What the task requires>
How many lines in the data below contain the string "Target"? Reply with the number only.

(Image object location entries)
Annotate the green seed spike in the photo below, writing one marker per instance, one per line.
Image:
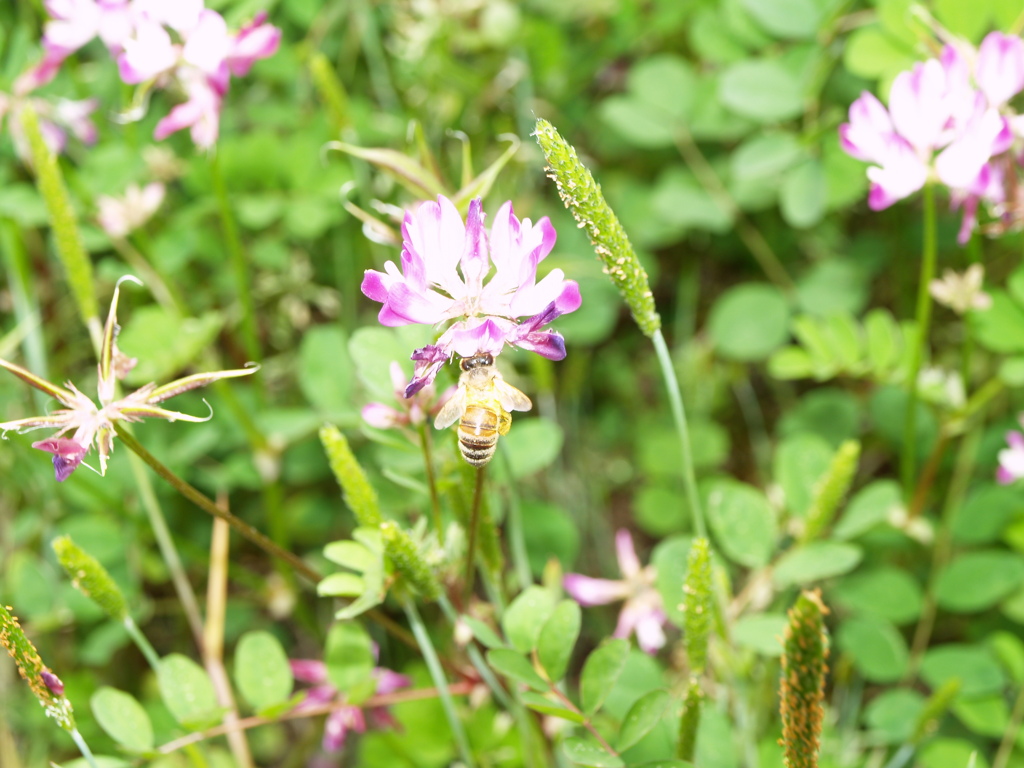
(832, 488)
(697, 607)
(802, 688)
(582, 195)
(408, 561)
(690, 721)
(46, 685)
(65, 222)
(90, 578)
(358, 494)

==

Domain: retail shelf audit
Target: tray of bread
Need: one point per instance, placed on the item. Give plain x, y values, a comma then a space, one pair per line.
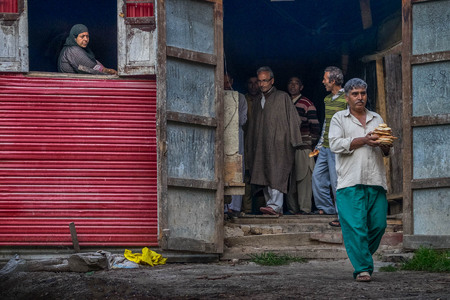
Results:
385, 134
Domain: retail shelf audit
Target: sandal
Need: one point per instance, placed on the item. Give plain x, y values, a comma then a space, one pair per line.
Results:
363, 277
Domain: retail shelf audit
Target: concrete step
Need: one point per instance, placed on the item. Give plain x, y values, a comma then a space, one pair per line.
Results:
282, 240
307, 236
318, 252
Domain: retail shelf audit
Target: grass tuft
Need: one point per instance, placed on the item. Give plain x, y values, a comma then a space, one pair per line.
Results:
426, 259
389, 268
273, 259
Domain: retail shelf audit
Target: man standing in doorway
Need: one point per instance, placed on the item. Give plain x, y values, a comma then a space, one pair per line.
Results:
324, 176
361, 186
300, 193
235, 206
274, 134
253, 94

Solution>
5